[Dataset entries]
----------------------------------------

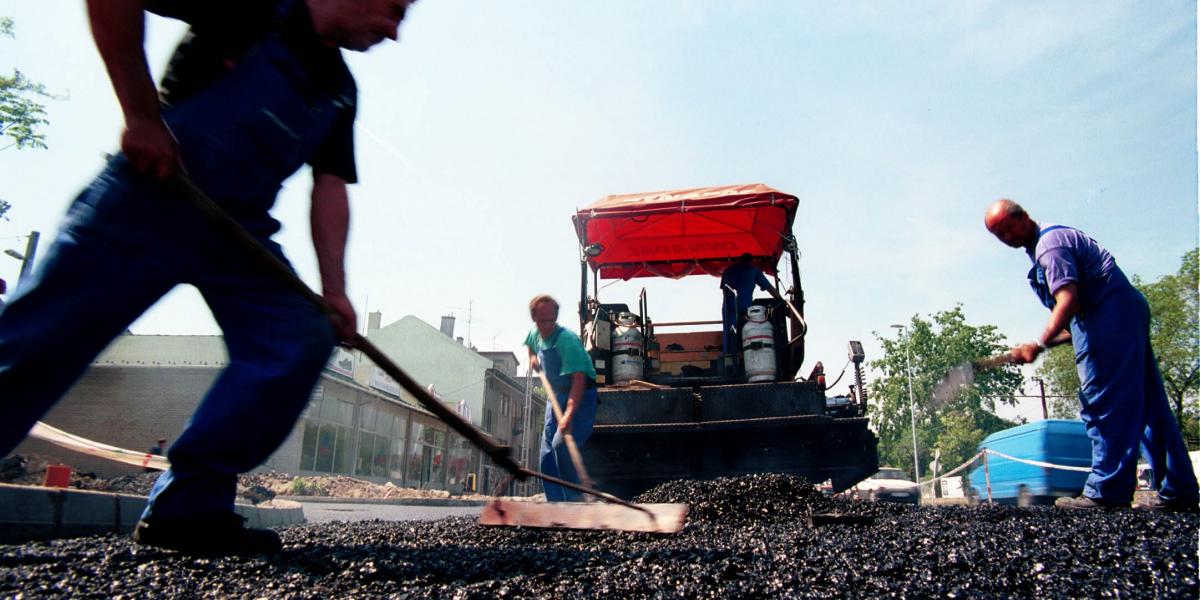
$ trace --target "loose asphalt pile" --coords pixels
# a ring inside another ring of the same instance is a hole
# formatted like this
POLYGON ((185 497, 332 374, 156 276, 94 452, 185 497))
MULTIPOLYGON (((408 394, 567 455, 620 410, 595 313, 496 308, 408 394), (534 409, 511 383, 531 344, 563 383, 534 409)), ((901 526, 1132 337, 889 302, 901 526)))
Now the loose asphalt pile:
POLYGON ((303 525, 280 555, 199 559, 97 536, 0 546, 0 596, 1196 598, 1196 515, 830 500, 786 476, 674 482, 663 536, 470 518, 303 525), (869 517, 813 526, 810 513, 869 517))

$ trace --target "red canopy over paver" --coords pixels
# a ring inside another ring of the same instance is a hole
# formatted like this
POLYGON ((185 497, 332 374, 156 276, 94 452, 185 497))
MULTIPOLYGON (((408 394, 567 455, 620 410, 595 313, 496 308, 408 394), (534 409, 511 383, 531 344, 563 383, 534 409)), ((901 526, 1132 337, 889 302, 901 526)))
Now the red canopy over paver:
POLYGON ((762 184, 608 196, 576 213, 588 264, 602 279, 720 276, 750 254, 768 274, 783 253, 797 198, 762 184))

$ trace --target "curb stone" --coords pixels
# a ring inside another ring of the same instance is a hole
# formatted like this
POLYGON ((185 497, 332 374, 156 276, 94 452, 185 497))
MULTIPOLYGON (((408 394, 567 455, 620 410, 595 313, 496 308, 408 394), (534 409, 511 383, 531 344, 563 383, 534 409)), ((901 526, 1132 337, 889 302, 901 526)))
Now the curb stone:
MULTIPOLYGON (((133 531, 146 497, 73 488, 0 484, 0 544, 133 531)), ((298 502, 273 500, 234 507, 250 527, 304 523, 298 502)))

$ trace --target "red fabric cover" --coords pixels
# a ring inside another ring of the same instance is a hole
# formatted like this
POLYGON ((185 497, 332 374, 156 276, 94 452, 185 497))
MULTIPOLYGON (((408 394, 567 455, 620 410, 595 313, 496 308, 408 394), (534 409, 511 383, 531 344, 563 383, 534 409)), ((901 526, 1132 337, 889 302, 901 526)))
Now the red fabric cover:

----------------------------------------

* _TASK REQUIREMENTS_
Could you restate all of the data above word for word and skip every picture?

* _RESULT_
$ trace --target "loose asphalt pile" --coords pixels
# a ring inside another ring of the same instance is a hole
# formatted like this
POLYGON ((185 497, 332 374, 156 276, 94 452, 185 497))
MULTIPOLYGON (((408 394, 567 455, 620 410, 595 313, 496 308, 408 394), (534 409, 511 383, 531 344, 563 383, 534 409)), ((901 526, 1132 337, 889 302, 901 526)))
Now the loose asphalt pile:
POLYGON ((303 525, 280 555, 199 559, 97 536, 0 546, 0 596, 1196 598, 1196 515, 830 500, 786 476, 674 482, 663 536, 470 518, 303 525), (869 517, 813 526, 810 513, 869 517))

$ trace --target "red canopy over paver" --coords pixels
# a ring inside another ring of the same instance is a hole
# formatted like this
POLYGON ((185 497, 332 374, 156 276, 94 452, 185 497))
MULTIPOLYGON (((408 394, 567 455, 620 410, 595 313, 496 308, 408 394), (534 409, 511 383, 531 344, 563 383, 534 409)), ((901 526, 1132 337, 889 302, 901 526)))
Now the red canopy over paver:
POLYGON ((762 184, 608 196, 576 213, 588 264, 602 279, 720 276, 750 254, 768 274, 783 253, 797 198, 762 184))

$ trace --target "curb stone" --coords pixels
# a ring inside another ring of the same instance is a hole
# formatted like this
POLYGON ((185 497, 332 374, 156 276, 94 452, 185 497))
MULTIPOLYGON (((408 394, 567 455, 620 410, 595 313, 496 308, 408 394), (534 409, 511 383, 531 344, 563 383, 534 409)), ((901 526, 1132 337, 889 302, 901 526)))
Now the curb stone:
MULTIPOLYGON (((133 531, 146 497, 73 488, 0 484, 0 544, 133 531)), ((298 502, 273 500, 234 507, 250 527, 304 523, 298 502)))

$ trace --target "red fabric cover" --coords pixels
# a ring inside another ring of the same instance is a hole
# formatted like this
POLYGON ((185 497, 332 374, 156 276, 94 452, 185 497))
MULTIPOLYGON (((408 394, 567 455, 620 410, 595 313, 496 308, 408 394), (534 409, 511 383, 531 344, 563 383, 534 409)), ((901 526, 1132 337, 889 302, 901 526)))
Now the red fabric cover:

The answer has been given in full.